*GIVEN TASK:* Put the lines of the rows below into a numbered list, leaving out blank lines. Begin at the line that contains "Where can the nameplate reading mr." and stop after the line that contains "point(417, 418)".

+ + + +

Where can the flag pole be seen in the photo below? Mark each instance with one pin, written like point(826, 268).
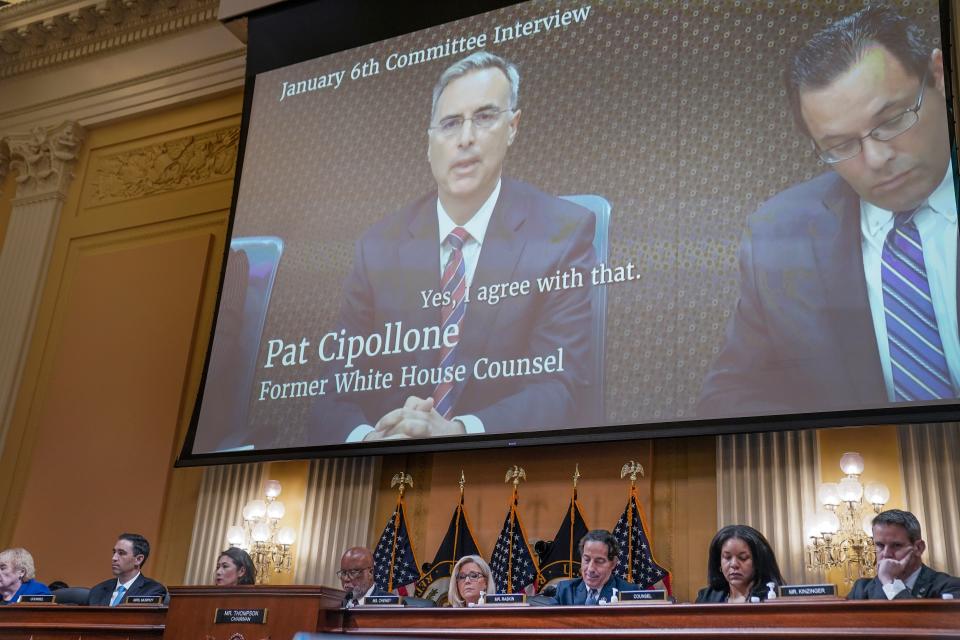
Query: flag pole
point(514, 474)
point(633, 469)
point(401, 479)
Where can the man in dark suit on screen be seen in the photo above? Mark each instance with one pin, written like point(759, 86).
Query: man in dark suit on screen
point(129, 554)
point(599, 555)
point(515, 361)
point(901, 574)
point(848, 282)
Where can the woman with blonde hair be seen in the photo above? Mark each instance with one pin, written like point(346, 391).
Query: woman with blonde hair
point(470, 576)
point(17, 576)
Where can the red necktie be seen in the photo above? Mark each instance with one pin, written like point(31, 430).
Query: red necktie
point(453, 283)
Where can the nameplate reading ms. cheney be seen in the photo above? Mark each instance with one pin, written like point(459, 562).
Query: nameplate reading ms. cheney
point(241, 616)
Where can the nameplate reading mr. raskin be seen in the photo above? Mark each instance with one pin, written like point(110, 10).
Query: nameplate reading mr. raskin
point(143, 600)
point(646, 595)
point(505, 598)
point(36, 599)
point(808, 590)
point(241, 616)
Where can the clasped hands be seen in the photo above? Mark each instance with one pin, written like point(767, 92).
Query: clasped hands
point(417, 418)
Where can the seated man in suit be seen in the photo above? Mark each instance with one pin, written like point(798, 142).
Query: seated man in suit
point(848, 282)
point(129, 554)
point(356, 576)
point(513, 362)
point(599, 555)
point(901, 573)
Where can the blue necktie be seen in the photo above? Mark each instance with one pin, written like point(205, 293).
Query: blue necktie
point(119, 597)
point(917, 361)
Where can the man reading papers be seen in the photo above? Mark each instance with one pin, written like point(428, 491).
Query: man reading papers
point(848, 282)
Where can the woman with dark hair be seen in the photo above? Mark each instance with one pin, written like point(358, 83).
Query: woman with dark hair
point(741, 564)
point(234, 567)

+ + + +

*WRITTEN RESPONSE:*
1. Where can the nameplate reading mr. raskin be seen in the photo above? Mark each instance with one pin, written like point(110, 10).
2. Query: nameplate reading mr. raskin
3. point(143, 600)
4. point(646, 595)
5. point(505, 598)
6. point(36, 599)
7. point(808, 590)
8. point(241, 616)
9. Where can the clasped hands be seen in the photo above? Mark each instance with one pin, written like point(767, 92).
10. Query: clasped hands
11. point(417, 418)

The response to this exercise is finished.